**Your objective:** Resume the write-up on lookahead and signal returns for a breakout trading strategy, continuing after its final sentence. The listing that follows the write-up is not part of it.

**Passage shown:**
Calculate Lookahead Return

With the trading signal done, we can start working on evaluating how many days to short or long the stocks.

Implement get_lookahead_prices to get the close price days ahead in time. Implement get_return_lookahead to generate the log price return between the closing price and the lookahead price.

def get_lookahead_prices(close, lookahead_days):
    return close.shift(-lookahead_days)


def get_return_lookahead(close, lookahead_prices):
    """
    Calculate the log returns from the lookahead days to the signal day.
    
    Parameters
    ----------
    close : DataFrame
        Close price for each ticker and date
    lookahead_prices : DataFrame
        The lookahead prices for each ticker and date
    
    Returns
    -------
    lookahead_returns : DataFrame
        The lookahead log returns for each ticker and date
    """    
    return np.log(lookahead_prices) - np.log(close)

  

image-20200514200103518

Calculate Signal Return

def get_signal_return(signal, lookahead_returns):
    """
    Compute the signal returns.
    
    Parameters
    ----------
    signal : DataFrame
        The long, short, and do nothing signals for each ticker and date
    lookahead_returns : DataFrame
        The lookahead log returns for each ticker and date
    
    Returns
    -------
    signal_return : DataFrame
        Signal returns for each ticker and date
    """
    return signal*lookahead_returns

Test for Significance

Implement the Breakout strategy to our stock universe, and then we got signal returns as follows.

The histograms are not normally distributed. They are right skewed. This is because of some big positive return outliers. If the outliers are removed, the distribution would be more like normal distribution.

To better visualize the outliers, let’s compare the 5, 10, and 20 day signals returns to normal distributions with the same mean and deviation for each signal return distributions.

**Dataset:**
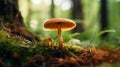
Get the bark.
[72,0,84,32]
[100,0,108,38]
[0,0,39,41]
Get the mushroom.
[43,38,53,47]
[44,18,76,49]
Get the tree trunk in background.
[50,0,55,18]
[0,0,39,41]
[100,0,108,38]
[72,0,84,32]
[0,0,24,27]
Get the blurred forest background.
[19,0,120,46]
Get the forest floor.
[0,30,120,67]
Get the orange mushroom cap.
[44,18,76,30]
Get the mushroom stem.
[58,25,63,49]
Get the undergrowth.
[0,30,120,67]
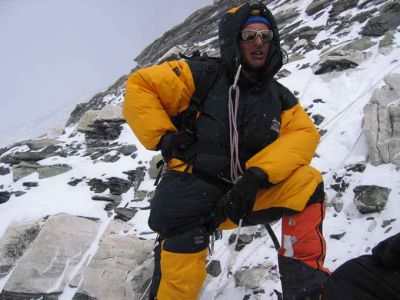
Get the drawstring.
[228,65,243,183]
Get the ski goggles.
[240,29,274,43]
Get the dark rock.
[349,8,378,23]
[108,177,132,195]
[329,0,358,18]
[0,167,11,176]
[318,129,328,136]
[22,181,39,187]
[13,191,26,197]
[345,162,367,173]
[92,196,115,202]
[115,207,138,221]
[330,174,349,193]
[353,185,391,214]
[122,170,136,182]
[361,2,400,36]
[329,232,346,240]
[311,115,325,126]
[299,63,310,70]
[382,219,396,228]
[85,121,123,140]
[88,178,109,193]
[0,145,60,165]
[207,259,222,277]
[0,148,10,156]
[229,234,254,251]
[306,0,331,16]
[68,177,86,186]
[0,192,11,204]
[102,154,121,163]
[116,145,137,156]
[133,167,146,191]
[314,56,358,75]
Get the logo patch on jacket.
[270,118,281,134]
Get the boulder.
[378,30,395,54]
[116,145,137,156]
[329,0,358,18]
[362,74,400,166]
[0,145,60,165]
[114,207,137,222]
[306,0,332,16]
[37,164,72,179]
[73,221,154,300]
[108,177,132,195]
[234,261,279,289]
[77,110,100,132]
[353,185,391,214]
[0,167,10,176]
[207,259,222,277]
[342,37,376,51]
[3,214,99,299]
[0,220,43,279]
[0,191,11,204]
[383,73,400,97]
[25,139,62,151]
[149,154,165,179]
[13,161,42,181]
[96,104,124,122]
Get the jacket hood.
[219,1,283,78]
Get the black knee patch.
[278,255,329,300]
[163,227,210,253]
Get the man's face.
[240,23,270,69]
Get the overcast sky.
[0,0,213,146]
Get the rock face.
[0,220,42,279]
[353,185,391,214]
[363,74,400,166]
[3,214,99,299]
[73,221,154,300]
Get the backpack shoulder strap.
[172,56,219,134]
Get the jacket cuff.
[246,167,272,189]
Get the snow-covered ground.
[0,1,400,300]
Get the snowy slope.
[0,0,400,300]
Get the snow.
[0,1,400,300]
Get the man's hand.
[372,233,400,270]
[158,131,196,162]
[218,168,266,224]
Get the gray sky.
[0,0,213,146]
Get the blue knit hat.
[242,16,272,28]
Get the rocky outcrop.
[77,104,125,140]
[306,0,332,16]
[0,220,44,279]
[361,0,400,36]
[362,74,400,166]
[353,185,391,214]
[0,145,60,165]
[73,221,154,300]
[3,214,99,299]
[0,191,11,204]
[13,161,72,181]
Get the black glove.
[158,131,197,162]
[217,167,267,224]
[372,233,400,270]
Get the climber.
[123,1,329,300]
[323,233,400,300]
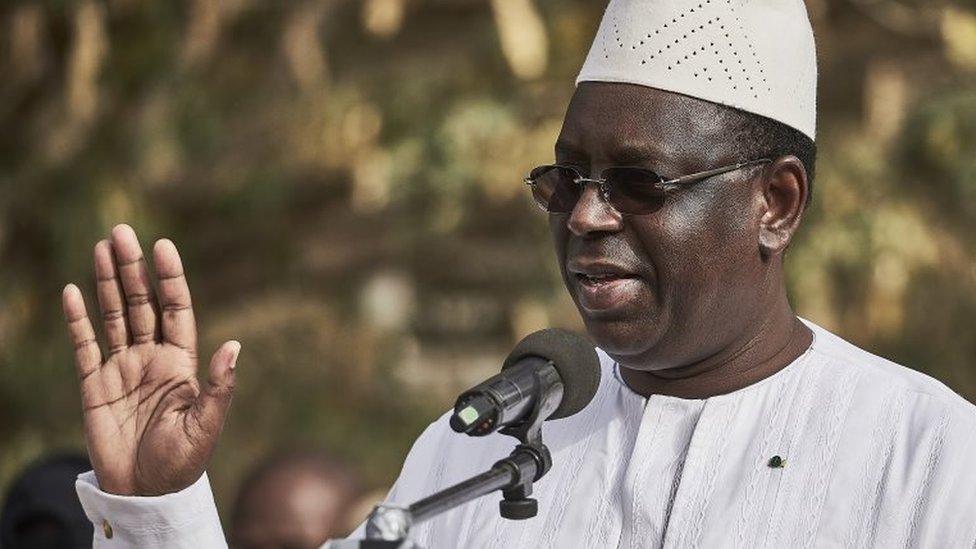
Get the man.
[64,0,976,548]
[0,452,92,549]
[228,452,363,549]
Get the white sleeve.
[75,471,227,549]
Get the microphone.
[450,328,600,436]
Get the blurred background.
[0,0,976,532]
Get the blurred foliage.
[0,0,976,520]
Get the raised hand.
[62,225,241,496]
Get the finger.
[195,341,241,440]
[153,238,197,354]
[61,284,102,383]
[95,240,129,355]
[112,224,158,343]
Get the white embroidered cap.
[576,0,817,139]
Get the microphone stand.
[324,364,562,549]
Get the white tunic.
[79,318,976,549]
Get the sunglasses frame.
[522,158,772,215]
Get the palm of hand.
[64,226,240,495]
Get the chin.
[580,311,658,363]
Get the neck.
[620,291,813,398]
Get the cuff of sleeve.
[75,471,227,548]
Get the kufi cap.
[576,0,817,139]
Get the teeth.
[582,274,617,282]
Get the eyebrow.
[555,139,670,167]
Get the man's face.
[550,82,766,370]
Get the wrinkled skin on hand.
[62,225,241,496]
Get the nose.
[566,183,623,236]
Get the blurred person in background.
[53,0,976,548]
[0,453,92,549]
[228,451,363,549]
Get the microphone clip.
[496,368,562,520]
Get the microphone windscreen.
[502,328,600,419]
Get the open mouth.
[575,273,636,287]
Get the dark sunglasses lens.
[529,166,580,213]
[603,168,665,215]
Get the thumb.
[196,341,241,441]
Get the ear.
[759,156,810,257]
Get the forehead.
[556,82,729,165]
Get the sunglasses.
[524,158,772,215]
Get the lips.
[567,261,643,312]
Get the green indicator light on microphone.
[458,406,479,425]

**Result:**
Kolmogorov-Smirnov Test

To find the stocks that are causing these outlying returns. We’ll use the Kolmogorov-Smirnov Test or KS-Test. This test will be applied to teach ticker’s signal returns where a long or short signal exits.

from scipy.stats import kstest


def calculate_kstest(long_short_signal_returns):
    """
    Calculate the KS-Test against the signal returns with a long or short signal.
    
    Parameters
    ----------
    long_short_signal_returns : DataFrame
        The signal returns which have a signal.
        This DataFrame contains two columns, "ticker" and "signal_return"
    
    Returns
    -------
    ks_values : Pandas Series
        KS static for all the tickers
    p_values : Pandas Series
        P value for all the tickers
    """
   
    ks_stats = pd.Series()
    p_stats = pd.Series()
    
    mean = np.mean(long_short_signal_returns['signal_return'])
    std = np.std(long_short_signal_returns['signal_return'], ddof =0)
    
    for ticker, group in long_short_signal_returns.groupby('ticker'):
        stock_return = group['signal_return'].values
        ks, p = kstest(stock_return, 'norm', args = (mean, std))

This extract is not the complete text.